:: Work instruction ::
Down to the last line, reproduce the data below exactly.

(Natural-language object grounding data)
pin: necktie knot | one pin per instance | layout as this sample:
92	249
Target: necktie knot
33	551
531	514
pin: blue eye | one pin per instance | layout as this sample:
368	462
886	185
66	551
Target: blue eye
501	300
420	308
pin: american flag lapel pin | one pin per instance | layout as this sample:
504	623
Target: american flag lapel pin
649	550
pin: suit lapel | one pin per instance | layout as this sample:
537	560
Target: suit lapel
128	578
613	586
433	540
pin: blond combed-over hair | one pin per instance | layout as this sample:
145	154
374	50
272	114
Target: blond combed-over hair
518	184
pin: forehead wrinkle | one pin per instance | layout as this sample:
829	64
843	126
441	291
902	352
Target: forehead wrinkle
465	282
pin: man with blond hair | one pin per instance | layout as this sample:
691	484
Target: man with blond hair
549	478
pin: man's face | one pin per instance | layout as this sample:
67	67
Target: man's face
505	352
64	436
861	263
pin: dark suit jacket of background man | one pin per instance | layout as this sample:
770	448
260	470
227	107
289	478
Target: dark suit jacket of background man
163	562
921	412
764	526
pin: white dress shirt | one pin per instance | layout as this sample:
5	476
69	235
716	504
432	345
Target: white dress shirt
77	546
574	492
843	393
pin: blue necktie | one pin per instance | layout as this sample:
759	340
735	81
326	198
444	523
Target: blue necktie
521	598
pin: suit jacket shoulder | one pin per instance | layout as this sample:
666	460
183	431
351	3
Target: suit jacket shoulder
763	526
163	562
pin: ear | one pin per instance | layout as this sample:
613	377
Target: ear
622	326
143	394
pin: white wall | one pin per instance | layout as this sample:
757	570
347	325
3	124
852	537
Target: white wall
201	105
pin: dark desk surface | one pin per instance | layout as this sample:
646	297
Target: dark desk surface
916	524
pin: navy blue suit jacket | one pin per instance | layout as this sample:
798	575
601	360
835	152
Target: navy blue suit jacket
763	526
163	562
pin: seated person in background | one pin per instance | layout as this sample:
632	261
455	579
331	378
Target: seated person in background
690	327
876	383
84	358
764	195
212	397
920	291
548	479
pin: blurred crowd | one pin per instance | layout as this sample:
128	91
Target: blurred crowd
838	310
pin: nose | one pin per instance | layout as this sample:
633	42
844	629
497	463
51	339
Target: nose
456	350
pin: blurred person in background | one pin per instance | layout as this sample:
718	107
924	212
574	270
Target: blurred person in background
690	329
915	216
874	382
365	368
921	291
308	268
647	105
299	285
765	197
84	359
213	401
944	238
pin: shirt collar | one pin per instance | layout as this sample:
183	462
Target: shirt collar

:: The completed task ::
pin: necktie knot | one pin per instance | layout as this sample:
92	249
Target: necktie knot
33	551
531	514
pin: blue eye | one pin per instance | layout as this sample:
368	462
886	185
66	551
Target: blue eye
501	300
420	308
pin: american flag lapel pin | one pin per instance | layout as this sample:
504	623
Target: american flag lapel pin
649	550
pin: suit lapel | one pin per instance | layout as this sample:
537	560
Target: suit lapel
128	578
613	586
433	540
pin: blond combed-over hair | one pin per instance | layout as this sample:
145	154
374	50
272	114
Target: blond combed-over hair
518	184
pin: forehead wrinkle | one pin per instance | layout as this sample:
829	64
843	126
441	291
902	352
Target: forehead wrinkle
465	282
pin: man with blond hair | one pin per instance | layout as this sample:
691	484
Target: man with blond hair
549	478
pin: man's face | one pin per instance | layout as this sample:
67	67
Target: man's face
505	352
64	436
861	263
pin: dark suit jacket of background man | one pin per instance | layout as this sample:
770	448
260	470
227	107
289	478
Target: dark suit jacket of background man
163	562
921	412
764	526
pin: white dress shirt | one pin per instance | layout as this sample:
5	476
69	235
716	504
432	345
Target: white dress shirt
77	546
574	492
843	393
pin: blue necktie | one pin per instance | layout as this sample:
759	340
735	81
326	198
444	523
Target: blue necktie
521	598
pin: suit jacket shoulder | one pin per instance | layout as this sample:
666	460
183	431
351	3
Target: suit jacket shoulder
763	526
163	562
pin: ear | one pin per instance | layout as this sample:
613	377
Target: ear
622	326
143	394
pin: white wall | one pin per instance | layout as this sample:
757	570
347	325
3	124
852	537
Target: white wall
201	105
pin: dark desk surface | one pin per instance | layout as this sample:
646	297
Target: dark desk surface
916	524
pin: navy blue suit jacket | one pin per instance | layout as this sample:
798	575
601	360
835	152
Target: navy blue suit jacket
763	526
163	562
pin: seated person in background | one pin per instance | layout as this sample:
632	261
455	579
331	378
Target: seated person in background
690	327
876	383
84	358
764	195
212	397
920	291
548	479
pin: blurred crowd | one pin per instance | layout as this sample:
128	91
Target: blurred crowd
838	310
pin: nose | one pin per instance | layout as this sample:
633	42
844	629
497	463
51	339
Target: nose
456	350
pin: blurred person in background | one pin per instance | layout as this sample:
718	107
924	212
574	270
Target: blurred person in background
690	329
915	216
874	382
365	368
921	291
308	268
647	105
299	285
765	197
84	359
213	401
944	238
pin: shirt collar | one pin per instance | layout as this sample:
183	462
Target: shirt collar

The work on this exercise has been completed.